* Material supplied *
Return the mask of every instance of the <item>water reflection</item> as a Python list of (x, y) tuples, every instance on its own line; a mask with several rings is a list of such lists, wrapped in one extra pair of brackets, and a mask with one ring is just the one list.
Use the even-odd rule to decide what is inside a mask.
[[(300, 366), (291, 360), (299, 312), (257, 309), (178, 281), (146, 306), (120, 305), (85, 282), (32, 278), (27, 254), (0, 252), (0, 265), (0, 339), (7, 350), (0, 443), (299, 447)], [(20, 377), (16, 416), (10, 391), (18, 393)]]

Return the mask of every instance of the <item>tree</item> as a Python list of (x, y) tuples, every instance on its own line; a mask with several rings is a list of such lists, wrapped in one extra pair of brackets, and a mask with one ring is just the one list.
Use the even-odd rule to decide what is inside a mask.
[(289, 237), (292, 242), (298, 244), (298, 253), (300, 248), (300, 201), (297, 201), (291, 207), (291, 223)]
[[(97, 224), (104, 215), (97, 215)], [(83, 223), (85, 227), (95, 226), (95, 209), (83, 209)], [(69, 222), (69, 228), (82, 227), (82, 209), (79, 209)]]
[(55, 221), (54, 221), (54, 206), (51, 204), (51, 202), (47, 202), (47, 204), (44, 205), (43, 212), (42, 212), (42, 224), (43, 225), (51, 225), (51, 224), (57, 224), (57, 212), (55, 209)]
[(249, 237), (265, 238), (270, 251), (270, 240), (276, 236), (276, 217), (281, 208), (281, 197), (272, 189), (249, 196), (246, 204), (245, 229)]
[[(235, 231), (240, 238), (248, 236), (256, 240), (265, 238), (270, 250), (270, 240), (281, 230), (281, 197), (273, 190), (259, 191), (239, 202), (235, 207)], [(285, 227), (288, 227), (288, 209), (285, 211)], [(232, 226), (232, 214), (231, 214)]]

* Directions for this task *
Reply with every line of the listing that has the string "instance".

* Solution to the problem *
Return the mask of every instance of the <item>water reflection</item> as a Python list of (x, y) tuples, every instance on its own line; a mask with several rings is a list of such lists, wrapped in one extra pair of brackets, and a mask with one ring is just the one list.
Return the mask of every instance of the <item>tree</item> as a Python list of (x, y) tuples, every instance on its own line; a mask with several rings is a list of such lists, wrapped in one extra pair of brackets, and a mask with one ring is just the one list.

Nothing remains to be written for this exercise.